Top of Dataset
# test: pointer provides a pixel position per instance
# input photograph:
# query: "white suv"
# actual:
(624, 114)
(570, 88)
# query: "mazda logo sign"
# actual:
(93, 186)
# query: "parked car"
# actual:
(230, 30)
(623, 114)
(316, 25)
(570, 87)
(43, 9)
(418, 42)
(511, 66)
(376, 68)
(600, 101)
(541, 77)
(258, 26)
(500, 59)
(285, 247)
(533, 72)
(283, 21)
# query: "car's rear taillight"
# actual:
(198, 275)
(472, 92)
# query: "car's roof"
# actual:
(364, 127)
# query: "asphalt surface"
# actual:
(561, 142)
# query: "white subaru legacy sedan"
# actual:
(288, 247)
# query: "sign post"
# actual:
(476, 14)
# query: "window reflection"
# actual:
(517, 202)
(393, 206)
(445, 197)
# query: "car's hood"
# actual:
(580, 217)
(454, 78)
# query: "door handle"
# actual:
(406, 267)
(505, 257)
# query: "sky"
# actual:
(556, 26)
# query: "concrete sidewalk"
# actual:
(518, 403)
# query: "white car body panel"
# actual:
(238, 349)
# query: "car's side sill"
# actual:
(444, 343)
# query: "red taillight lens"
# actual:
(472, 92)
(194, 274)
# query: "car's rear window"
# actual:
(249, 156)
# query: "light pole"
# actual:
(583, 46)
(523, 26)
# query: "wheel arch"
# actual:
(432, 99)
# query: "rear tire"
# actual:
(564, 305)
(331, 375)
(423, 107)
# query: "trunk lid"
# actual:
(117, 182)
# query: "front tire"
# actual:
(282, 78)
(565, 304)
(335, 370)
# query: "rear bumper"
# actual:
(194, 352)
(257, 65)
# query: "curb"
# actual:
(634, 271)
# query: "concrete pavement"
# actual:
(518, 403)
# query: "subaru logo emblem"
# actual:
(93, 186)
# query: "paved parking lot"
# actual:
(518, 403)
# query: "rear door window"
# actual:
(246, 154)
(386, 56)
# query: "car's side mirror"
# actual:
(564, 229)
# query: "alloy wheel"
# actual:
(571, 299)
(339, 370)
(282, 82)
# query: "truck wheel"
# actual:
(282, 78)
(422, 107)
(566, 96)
Bottom of Dataset
Top of Dataset
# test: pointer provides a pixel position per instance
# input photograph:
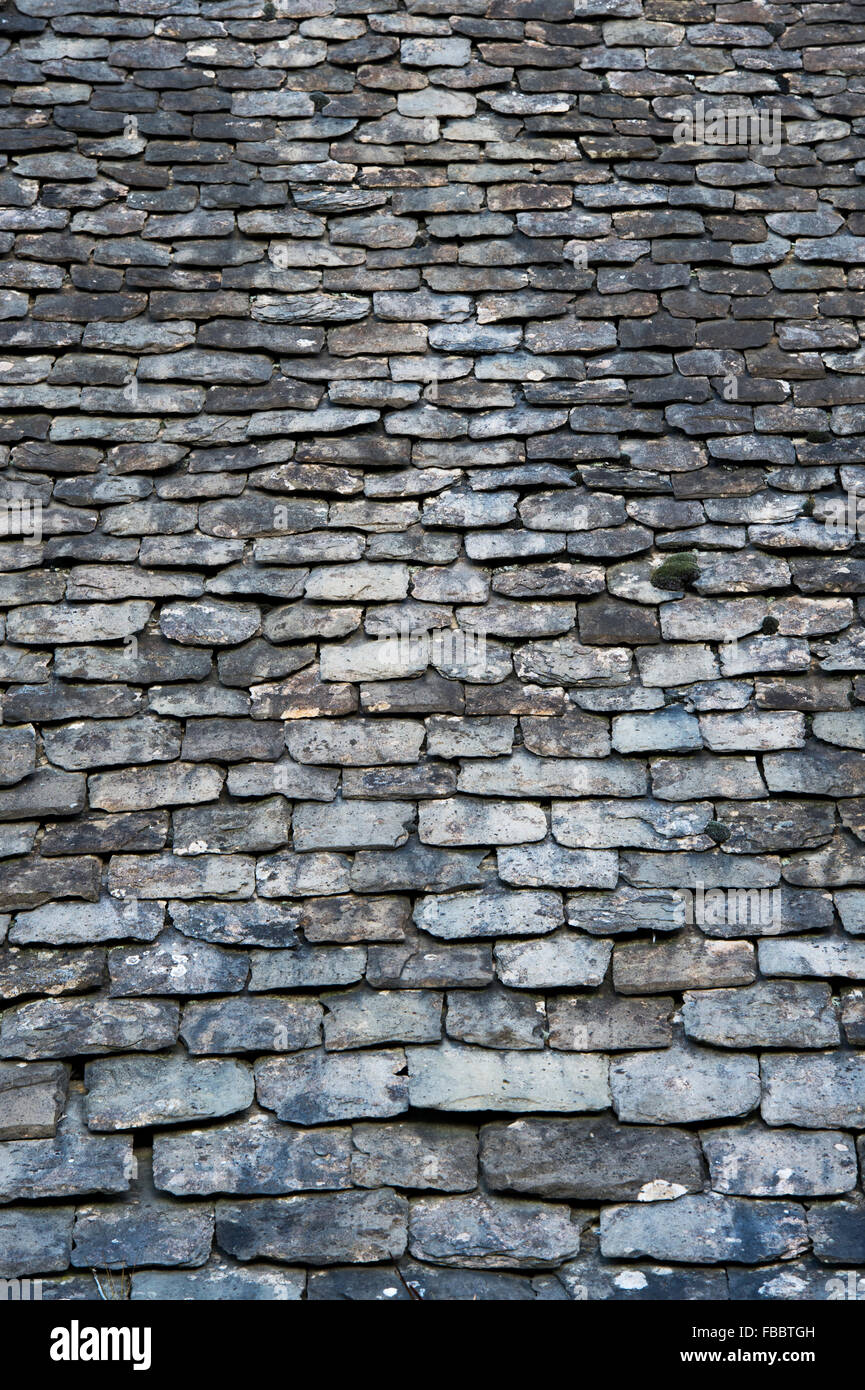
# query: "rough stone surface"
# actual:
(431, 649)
Bottom of Dataset
» Task description
Every line containing the string "white" should be pulled from the listing and copied.

» Answer for this exercise
# query: "white suv"
# query: "white subaru legacy sedan"
# query: "white car body panel"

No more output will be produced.